THE TASK: Copy the entries below, starting with the line containing "each grass patch" and going on through the line containing "[37,192,49,209]". Keep every line in that span, and raise each bounding-box coordinate in the answers by 21.

Excerpts of labeled region data:
____
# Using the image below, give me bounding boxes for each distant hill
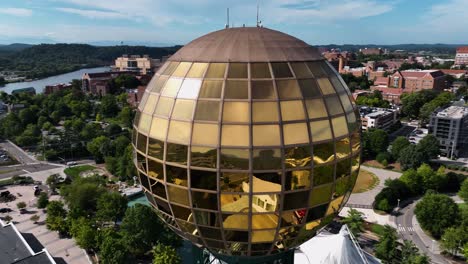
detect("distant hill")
[0,44,180,78]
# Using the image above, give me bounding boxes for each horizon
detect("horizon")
[0,0,468,46]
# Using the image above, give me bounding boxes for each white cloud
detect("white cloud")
[0,7,33,17]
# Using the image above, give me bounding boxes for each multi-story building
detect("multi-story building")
[359,106,398,131]
[429,106,468,158]
[115,55,161,75]
[455,46,468,65]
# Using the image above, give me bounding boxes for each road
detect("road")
[395,201,450,264]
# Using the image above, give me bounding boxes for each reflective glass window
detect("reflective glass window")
[199,80,223,98]
[253,149,281,170]
[283,123,309,145]
[221,148,249,170]
[325,96,343,116]
[224,80,249,99]
[317,78,335,95]
[252,81,276,99]
[223,102,250,123]
[305,98,328,119]
[310,120,332,142]
[228,63,248,79]
[150,117,169,140]
[187,62,208,78]
[192,123,219,146]
[284,145,312,168]
[271,62,293,78]
[167,121,190,144]
[252,102,279,122]
[190,146,218,169]
[221,125,249,146]
[253,125,281,146]
[280,100,305,121]
[299,79,322,98]
[171,99,195,120]
[172,62,192,77]
[276,80,302,99]
[155,97,174,117]
[291,62,313,78]
[161,78,182,97]
[250,63,271,79]
[205,63,226,78]
[166,143,188,165]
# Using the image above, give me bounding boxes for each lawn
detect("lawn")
[63,165,95,179]
[353,168,379,193]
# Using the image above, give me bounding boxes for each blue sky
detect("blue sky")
[0,0,468,45]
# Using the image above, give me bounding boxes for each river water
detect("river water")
[0,67,110,93]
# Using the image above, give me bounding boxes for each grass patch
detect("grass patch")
[353,168,379,193]
[63,165,95,179]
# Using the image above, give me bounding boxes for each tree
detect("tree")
[414,192,459,238]
[342,208,364,237]
[458,178,468,203]
[152,243,182,264]
[391,136,411,160]
[96,192,127,222]
[37,192,49,209]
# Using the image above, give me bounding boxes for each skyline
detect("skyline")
[0,0,468,46]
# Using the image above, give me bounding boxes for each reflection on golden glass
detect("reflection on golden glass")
[187,62,208,78]
[221,125,250,146]
[219,172,249,192]
[220,194,250,213]
[253,149,281,170]
[163,61,179,75]
[161,78,182,97]
[205,63,226,78]
[155,97,174,117]
[276,80,302,99]
[228,63,248,79]
[253,125,281,146]
[309,184,333,207]
[332,116,348,137]
[150,117,169,140]
[192,123,219,146]
[171,99,195,120]
[220,149,249,170]
[166,143,188,164]
[280,100,305,121]
[252,81,276,99]
[284,170,310,191]
[167,185,190,206]
[199,80,223,98]
[250,63,271,79]
[138,113,152,133]
[291,62,313,78]
[223,102,250,123]
[283,123,309,145]
[224,80,249,99]
[317,78,335,95]
[252,102,279,122]
[310,120,332,142]
[271,62,293,79]
[325,96,343,116]
[143,94,158,115]
[167,121,190,144]
[172,62,192,77]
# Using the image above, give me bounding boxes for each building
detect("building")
[455,46,468,65]
[115,55,161,75]
[132,27,360,263]
[359,107,398,131]
[44,83,72,94]
[429,106,468,158]
[0,220,56,264]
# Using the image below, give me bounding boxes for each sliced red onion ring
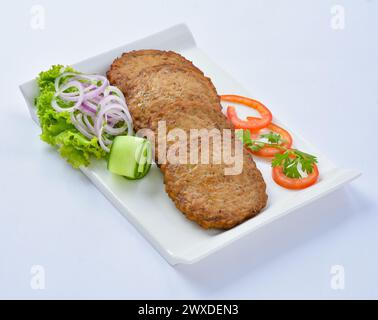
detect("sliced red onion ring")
[70,112,95,139]
[51,81,84,112]
[51,71,133,152]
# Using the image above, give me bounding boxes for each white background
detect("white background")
[0,0,378,299]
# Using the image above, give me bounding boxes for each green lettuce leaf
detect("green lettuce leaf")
[35,65,107,168]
____
COMPLETED TASK:
# Using the image above, give me bounding boxes for each grass patch
detect("grass patch")
[374,189,400,214]
[84,186,116,200]
# Using the image above, give me bounding boxes for each tree
detect("tree")
[435,213,480,259]
[363,229,385,258]
[479,199,489,224]
[173,264,203,285]
[412,157,432,181]
[117,213,148,243]
[58,213,70,230]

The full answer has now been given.